::: Dataset content
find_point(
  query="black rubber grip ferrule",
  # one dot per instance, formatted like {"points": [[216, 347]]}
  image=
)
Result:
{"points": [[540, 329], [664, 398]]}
::::::
::: Dataset content
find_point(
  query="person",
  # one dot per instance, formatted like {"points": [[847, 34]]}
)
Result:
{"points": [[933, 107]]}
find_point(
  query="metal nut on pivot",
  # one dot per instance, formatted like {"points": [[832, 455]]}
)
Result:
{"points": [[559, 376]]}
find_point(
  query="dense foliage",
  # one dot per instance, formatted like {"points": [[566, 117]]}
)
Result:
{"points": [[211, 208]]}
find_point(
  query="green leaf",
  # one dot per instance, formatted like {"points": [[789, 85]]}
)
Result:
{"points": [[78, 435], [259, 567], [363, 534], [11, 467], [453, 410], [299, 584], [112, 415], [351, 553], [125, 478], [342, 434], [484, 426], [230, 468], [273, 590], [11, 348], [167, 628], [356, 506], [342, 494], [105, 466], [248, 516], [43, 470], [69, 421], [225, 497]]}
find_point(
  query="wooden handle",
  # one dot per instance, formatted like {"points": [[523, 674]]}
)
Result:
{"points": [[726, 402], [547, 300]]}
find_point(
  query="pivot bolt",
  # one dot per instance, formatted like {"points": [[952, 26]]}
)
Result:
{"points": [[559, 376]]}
::::::
### Exercise description
Locate every line above that contains the string "pivot" and copy each one out in full.

### Exercise response
  query="metal nut on pivot",
  query="pivot bolt",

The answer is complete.